[Stored items]
───

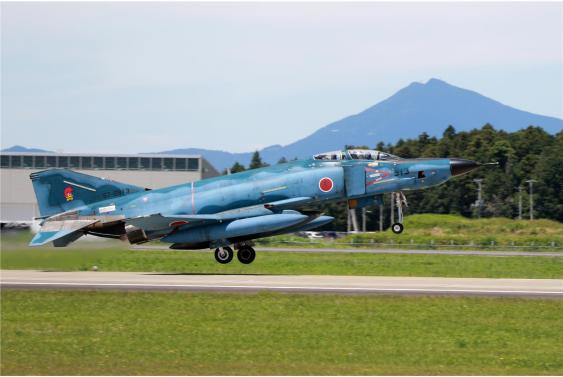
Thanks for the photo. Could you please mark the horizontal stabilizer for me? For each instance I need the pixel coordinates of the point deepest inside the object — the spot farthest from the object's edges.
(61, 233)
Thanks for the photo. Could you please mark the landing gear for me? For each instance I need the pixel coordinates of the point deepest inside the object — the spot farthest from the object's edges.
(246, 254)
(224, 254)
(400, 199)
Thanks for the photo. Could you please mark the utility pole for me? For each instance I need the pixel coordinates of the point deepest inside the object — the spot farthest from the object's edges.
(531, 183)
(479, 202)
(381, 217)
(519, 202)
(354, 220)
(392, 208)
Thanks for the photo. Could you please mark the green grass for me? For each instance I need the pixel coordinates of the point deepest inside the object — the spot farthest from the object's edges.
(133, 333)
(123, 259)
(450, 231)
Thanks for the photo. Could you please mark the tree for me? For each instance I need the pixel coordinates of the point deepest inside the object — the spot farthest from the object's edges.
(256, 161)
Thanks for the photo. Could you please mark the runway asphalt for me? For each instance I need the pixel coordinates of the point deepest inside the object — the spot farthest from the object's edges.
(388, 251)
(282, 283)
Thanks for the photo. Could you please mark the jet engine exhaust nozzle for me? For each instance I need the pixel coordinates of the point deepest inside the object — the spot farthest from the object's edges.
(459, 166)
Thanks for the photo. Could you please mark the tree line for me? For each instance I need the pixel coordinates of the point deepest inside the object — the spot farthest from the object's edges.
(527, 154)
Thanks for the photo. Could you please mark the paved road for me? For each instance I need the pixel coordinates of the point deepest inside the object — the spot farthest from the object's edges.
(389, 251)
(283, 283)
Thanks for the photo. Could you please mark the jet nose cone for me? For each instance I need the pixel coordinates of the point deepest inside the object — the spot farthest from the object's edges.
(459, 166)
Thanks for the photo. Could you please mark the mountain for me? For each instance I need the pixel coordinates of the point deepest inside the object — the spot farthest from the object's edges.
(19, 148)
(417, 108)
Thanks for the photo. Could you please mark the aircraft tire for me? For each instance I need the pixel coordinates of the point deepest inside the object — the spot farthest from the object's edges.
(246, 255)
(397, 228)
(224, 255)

───

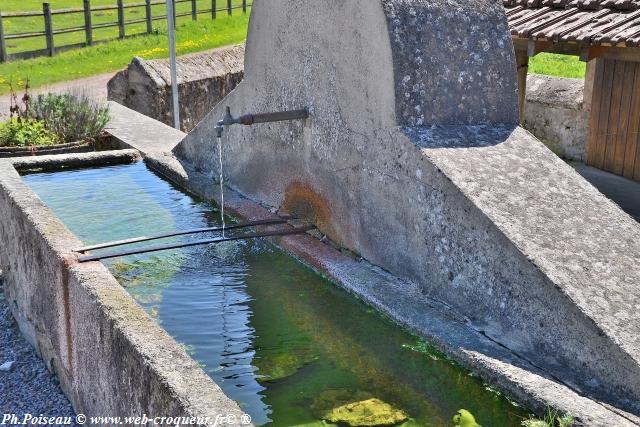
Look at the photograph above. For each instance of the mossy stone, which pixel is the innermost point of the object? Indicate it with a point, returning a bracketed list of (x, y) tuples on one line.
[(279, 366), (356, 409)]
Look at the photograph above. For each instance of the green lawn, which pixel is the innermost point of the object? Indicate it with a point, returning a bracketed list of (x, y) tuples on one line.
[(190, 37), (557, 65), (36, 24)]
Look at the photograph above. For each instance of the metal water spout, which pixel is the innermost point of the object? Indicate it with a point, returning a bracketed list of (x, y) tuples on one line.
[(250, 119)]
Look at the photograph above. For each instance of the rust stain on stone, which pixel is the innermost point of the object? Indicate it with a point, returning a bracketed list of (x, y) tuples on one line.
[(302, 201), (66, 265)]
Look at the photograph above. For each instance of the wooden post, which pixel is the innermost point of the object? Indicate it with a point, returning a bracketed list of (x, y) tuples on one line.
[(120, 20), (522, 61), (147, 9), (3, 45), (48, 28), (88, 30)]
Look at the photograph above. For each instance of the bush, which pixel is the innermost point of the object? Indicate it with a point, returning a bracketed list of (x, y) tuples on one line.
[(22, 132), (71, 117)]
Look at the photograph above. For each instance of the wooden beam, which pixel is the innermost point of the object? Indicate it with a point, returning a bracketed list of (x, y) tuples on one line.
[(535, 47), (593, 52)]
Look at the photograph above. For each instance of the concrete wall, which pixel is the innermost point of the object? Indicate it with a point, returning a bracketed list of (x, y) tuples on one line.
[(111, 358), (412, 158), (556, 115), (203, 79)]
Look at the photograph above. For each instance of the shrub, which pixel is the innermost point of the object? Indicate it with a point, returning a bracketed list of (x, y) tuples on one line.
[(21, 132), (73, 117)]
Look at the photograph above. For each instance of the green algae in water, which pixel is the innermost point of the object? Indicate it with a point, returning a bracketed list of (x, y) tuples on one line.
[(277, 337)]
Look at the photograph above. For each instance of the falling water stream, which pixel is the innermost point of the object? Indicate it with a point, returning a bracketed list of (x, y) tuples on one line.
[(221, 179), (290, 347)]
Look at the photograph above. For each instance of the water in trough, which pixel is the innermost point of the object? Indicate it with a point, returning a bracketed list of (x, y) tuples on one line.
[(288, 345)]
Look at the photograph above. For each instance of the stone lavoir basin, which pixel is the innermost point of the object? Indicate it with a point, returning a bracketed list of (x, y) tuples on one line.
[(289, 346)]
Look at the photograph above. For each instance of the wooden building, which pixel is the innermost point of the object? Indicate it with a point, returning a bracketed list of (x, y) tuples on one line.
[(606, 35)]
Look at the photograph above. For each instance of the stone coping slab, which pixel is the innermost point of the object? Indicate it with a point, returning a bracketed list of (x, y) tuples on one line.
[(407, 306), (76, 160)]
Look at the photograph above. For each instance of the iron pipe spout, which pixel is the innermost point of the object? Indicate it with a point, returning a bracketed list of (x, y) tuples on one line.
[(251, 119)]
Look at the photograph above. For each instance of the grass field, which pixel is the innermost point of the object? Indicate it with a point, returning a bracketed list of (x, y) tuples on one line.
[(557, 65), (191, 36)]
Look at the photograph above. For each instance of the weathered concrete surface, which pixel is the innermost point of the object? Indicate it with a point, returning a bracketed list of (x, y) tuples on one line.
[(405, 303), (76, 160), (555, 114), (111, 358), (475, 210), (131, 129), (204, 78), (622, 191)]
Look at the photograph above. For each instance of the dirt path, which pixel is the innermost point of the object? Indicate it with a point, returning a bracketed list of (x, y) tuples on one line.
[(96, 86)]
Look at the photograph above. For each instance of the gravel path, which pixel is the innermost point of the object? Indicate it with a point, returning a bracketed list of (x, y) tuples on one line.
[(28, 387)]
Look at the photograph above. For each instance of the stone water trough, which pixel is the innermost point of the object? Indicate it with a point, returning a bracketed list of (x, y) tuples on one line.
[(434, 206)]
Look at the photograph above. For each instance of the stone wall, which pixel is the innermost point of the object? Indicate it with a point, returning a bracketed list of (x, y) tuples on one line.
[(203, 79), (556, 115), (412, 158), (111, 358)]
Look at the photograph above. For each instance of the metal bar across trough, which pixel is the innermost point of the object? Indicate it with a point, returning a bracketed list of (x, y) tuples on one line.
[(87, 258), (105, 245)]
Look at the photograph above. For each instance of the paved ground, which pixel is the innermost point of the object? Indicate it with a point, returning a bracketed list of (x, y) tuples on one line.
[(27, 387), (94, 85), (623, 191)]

───

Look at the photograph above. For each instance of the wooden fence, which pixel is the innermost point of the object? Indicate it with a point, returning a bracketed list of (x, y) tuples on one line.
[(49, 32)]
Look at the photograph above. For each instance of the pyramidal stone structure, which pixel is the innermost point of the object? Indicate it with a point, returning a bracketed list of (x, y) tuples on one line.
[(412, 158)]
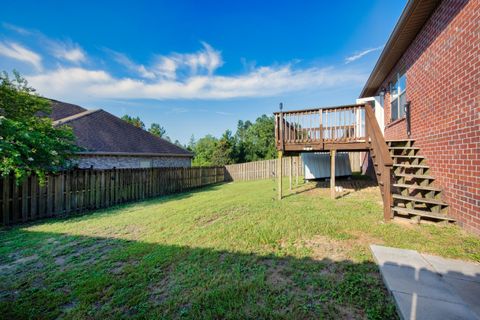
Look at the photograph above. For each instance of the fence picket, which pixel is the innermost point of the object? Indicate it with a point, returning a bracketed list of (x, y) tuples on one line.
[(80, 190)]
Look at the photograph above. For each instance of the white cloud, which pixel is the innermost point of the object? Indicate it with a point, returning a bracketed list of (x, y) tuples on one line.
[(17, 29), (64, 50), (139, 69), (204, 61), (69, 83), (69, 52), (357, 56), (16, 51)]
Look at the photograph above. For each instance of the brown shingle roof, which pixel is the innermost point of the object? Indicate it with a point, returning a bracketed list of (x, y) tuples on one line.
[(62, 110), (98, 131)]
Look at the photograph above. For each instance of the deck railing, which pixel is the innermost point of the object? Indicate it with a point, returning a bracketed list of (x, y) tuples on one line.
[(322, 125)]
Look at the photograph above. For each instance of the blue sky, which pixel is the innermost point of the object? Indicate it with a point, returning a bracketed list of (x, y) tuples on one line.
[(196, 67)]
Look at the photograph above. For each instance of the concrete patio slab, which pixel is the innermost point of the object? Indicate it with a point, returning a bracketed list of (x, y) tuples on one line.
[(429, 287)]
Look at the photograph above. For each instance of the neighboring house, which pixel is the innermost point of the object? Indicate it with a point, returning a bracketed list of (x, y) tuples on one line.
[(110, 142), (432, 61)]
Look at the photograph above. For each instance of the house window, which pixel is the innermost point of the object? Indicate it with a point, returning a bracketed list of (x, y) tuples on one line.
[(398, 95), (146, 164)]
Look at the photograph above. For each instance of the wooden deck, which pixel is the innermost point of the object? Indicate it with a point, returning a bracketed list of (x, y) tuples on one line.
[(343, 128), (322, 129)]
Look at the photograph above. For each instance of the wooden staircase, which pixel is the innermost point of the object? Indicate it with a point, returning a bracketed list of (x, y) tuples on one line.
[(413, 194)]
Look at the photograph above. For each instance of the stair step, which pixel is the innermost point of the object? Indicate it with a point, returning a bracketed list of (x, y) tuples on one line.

───

_EXERCISE BRIEF:_ Among the lines above, repeat exactly those from the line with "wooden deck, which" to the line with "Look at the photograph above. For each instance of the stair", counting both ends.

_EXERCISE ANSWER:_
Look at the photograph above. For each instance of the wooden deck, which pixel is the innermost point of the object? Indicate it with a point, returning a bracketed list of (x, y) tuples on one line.
[(343, 128), (322, 129)]
Look at the photograph above. For each instance of the wooden staircase, which pixel is the innermost point of the object? Indicate it with a point, returning a bracketed list of (x, y) tuples on one line.
[(413, 194)]
Look at the photograph above. For each instance of the stair step, which pixel is the innermost point of the object? Indicate it with a point, returning a bracketed list of (x, y) tuples on one line.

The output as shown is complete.